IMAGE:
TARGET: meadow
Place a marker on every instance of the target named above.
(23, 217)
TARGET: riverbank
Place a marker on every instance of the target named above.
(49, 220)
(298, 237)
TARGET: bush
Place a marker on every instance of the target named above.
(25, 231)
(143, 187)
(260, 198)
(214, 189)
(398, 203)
----------
* **Objective**: Reproduce each of the rows above verbatim, character for character, in the same order.

* **Complete answer**:
IMAGE:
TARGET: meadow
Place a marker on every instance of the target named above.
(23, 217)
TARGET: riverbank
Place a marker on every instance of the target named above.
(49, 220)
(298, 237)
TARGET: bush
Place a marker on every instance of the target named above.
(25, 231)
(143, 187)
(260, 198)
(214, 189)
(398, 203)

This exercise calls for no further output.